■ **Task statement**
Starting at the line that contains "of black mane." and ending at the final line of the records, set out those lines as a numbered list. Leave out any blank lines.

■ **Extracted data**
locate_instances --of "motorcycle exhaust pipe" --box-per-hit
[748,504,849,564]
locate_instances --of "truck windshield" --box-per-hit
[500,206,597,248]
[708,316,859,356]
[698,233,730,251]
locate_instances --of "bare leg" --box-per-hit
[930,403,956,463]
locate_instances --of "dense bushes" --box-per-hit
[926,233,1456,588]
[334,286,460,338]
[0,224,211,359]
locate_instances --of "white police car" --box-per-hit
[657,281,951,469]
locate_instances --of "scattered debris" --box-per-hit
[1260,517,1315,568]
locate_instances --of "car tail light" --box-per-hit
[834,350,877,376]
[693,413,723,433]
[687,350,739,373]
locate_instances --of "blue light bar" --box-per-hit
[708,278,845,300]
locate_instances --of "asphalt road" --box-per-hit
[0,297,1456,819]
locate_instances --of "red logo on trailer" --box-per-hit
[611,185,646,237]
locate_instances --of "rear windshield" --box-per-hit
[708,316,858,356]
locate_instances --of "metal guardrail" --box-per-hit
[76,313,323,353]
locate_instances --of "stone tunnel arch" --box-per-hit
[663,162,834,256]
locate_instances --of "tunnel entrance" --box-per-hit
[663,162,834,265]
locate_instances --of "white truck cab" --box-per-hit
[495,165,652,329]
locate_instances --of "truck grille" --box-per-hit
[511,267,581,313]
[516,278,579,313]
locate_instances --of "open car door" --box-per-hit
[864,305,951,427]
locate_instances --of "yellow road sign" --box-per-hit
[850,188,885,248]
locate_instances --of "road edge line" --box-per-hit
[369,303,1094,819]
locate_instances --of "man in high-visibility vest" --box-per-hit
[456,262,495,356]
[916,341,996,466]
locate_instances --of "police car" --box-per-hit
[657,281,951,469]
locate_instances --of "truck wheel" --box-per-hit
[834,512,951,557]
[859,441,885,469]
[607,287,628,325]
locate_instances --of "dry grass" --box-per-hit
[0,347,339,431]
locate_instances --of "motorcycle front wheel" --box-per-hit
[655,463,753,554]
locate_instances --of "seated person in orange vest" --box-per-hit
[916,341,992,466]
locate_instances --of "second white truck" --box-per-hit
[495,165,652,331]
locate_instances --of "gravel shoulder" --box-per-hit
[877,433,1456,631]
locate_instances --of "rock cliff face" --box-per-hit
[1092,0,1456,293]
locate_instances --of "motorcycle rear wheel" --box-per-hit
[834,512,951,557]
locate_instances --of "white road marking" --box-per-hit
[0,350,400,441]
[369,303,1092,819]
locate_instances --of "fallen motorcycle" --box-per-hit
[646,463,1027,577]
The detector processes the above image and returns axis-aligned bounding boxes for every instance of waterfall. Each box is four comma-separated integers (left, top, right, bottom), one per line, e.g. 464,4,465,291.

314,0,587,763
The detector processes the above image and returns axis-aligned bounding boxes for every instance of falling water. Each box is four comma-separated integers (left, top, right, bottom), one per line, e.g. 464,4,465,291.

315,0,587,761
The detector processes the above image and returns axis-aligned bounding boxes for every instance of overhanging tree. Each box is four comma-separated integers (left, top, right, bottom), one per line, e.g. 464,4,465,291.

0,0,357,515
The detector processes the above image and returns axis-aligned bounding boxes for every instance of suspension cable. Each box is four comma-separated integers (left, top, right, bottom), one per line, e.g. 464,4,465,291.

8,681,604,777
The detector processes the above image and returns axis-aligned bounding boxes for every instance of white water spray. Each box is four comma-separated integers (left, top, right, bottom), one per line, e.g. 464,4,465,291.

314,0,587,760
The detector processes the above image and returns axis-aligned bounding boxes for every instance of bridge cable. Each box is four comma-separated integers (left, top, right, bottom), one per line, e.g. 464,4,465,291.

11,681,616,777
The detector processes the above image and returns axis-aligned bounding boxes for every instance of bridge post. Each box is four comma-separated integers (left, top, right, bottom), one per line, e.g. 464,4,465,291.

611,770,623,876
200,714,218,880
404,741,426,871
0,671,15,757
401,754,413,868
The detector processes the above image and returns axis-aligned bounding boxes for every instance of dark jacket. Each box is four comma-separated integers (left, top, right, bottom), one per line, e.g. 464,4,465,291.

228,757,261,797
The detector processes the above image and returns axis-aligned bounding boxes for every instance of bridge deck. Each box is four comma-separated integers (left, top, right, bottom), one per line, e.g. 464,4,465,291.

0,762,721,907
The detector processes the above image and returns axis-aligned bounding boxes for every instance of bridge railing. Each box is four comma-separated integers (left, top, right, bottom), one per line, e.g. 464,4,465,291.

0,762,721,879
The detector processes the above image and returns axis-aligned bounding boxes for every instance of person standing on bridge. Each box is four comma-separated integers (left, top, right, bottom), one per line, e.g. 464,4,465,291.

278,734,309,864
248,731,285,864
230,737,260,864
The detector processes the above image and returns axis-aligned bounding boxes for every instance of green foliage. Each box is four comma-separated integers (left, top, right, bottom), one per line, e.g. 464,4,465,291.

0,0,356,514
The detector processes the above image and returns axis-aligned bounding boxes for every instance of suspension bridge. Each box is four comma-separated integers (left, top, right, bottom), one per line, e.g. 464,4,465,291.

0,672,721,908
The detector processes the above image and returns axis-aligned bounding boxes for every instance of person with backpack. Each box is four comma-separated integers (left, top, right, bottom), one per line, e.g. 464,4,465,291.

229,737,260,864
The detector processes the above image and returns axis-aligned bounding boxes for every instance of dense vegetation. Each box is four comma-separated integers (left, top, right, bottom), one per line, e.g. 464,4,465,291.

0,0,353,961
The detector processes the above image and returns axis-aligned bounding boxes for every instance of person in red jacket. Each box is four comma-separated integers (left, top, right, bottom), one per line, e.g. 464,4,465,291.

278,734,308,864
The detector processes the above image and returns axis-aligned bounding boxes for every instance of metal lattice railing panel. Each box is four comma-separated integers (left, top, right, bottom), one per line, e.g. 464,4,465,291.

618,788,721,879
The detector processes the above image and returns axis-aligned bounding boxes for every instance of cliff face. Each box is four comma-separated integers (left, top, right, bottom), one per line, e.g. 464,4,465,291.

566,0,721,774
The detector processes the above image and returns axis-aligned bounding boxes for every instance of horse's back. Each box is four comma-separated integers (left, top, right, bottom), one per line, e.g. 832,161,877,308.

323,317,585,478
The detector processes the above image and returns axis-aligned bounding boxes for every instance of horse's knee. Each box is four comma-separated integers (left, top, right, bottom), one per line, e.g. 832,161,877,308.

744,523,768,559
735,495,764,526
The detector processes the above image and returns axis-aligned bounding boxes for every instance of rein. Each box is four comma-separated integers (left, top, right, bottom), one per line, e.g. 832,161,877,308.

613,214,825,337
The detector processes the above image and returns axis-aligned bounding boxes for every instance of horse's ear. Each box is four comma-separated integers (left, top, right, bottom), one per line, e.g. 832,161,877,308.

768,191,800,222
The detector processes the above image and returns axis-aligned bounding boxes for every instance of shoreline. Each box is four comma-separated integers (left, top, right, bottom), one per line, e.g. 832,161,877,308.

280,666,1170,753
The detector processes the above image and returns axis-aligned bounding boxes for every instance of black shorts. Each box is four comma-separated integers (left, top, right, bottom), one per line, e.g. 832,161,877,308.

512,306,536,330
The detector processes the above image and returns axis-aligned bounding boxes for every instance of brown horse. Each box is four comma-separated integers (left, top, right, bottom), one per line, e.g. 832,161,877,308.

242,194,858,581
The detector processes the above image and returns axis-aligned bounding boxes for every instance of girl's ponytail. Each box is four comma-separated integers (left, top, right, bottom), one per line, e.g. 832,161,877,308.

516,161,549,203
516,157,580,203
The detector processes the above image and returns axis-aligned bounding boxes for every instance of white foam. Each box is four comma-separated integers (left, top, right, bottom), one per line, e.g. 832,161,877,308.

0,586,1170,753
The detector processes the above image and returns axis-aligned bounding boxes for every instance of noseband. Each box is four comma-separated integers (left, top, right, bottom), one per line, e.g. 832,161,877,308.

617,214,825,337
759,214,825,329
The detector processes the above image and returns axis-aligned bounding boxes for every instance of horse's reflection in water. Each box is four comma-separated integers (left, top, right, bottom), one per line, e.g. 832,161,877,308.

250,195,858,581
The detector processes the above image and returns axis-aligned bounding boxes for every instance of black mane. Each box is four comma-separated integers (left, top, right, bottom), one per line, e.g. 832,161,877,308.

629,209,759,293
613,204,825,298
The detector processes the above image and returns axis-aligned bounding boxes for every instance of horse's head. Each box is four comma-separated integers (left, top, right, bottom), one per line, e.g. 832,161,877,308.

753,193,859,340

■ **Result of this task**
1. The detector processes the above image and returns axis-aligned bounding boxes for every instance of black mane. Each box is four comma-separated integers (left, top, right, bottom), one per line, e.g. 832,161,877,308.
2. 629,209,759,293
3. 613,204,825,298
4. The detector processes the above image and returns axis-aligned bounding boxes for every instance of horse's head. Each box is four comma-separated integers (left, top, right, bottom), one per line, e.g. 832,161,877,308.
5. 753,193,859,340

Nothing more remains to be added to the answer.